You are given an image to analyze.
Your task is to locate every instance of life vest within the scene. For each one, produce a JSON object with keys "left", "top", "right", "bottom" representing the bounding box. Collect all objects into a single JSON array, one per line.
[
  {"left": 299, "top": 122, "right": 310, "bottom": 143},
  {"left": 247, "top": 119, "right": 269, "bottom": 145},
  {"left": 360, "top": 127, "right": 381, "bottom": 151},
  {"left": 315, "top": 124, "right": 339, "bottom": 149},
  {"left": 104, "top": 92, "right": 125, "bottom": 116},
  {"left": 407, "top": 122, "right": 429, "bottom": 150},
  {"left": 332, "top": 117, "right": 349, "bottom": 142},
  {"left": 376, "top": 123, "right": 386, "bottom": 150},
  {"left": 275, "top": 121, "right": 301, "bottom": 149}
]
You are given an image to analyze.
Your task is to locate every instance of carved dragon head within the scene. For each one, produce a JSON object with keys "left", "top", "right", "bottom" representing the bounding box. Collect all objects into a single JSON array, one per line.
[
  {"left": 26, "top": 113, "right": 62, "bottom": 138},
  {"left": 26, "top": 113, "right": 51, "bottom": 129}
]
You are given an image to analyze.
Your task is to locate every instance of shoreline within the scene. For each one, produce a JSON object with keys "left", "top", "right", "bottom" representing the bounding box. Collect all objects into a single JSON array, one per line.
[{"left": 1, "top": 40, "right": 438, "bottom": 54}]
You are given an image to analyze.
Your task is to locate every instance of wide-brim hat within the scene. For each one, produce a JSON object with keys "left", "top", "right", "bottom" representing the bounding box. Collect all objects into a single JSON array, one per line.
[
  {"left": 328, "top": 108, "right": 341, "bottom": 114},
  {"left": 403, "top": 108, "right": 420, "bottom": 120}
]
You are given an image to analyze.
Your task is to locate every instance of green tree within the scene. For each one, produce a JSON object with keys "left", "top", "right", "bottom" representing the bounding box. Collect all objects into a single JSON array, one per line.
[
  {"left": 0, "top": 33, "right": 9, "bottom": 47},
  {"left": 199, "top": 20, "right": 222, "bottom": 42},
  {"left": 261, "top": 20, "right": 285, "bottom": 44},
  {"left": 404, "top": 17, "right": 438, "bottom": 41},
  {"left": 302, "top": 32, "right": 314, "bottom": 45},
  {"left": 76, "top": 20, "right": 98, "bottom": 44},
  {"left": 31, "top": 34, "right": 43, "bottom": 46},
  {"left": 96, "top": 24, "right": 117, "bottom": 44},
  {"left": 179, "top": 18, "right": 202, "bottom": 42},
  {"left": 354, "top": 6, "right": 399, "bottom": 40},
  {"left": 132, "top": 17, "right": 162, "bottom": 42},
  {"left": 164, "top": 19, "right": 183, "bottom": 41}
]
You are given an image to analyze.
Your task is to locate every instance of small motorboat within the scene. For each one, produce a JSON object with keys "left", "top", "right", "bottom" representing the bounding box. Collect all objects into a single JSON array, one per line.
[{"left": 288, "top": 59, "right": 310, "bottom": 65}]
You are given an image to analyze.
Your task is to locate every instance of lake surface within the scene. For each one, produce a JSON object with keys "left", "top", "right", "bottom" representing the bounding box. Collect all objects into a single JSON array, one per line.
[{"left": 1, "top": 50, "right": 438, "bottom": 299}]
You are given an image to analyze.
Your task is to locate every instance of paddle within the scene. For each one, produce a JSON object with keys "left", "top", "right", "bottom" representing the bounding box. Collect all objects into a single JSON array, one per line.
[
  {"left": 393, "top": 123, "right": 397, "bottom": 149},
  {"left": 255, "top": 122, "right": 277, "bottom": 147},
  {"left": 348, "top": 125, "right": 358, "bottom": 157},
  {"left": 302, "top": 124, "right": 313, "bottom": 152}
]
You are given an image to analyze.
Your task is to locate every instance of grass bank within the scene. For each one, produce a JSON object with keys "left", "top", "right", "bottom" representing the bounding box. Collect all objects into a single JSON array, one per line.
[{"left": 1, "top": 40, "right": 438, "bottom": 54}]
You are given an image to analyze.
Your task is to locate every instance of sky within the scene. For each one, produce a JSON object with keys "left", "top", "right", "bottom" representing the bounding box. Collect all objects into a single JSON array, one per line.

__________________________________________________

▶ _TRY IT_
Set out, exactly as written, the lines from the line with "Your task is to locate every instance of lake" to the last line of the records, inclusive, and only those lines.

▶ _SOLUTION TO THE EXERCISE_
Your task is to locate every instance of lake surface within the scene. For each one, produce a JSON object with keys "left", "top", "right", "bottom" representing the bounding box. Collect all objects into a single JSON array, one per line.
[{"left": 1, "top": 50, "right": 438, "bottom": 299}]
You are given an image to analyze.
Your task is to locate every instance of paddle within the scene. For each one, produce a JSON object with keys "left", "top", "right", "bottom" representing the bounding box. Collect all objects into a single JSON array, one per line.
[
  {"left": 393, "top": 123, "right": 397, "bottom": 149},
  {"left": 255, "top": 122, "right": 277, "bottom": 147},
  {"left": 348, "top": 125, "right": 358, "bottom": 157},
  {"left": 302, "top": 124, "right": 313, "bottom": 152}
]
You are given an image to analyze.
Your task is to locate every instance of grass bank within the scene. For each one, produce a JSON object with keys "left", "top", "right", "bottom" representing the bounding box. Collect all objects into a single JSON array, one per line.
[{"left": 1, "top": 40, "right": 438, "bottom": 54}]
You are given an image to analyze.
Your task is to locate every instance of sky within the scene. For each one, produce a JSON object with keys "left", "top", "right", "bottom" representing the bounding box. Collect all objects into a single JSON array, one per line.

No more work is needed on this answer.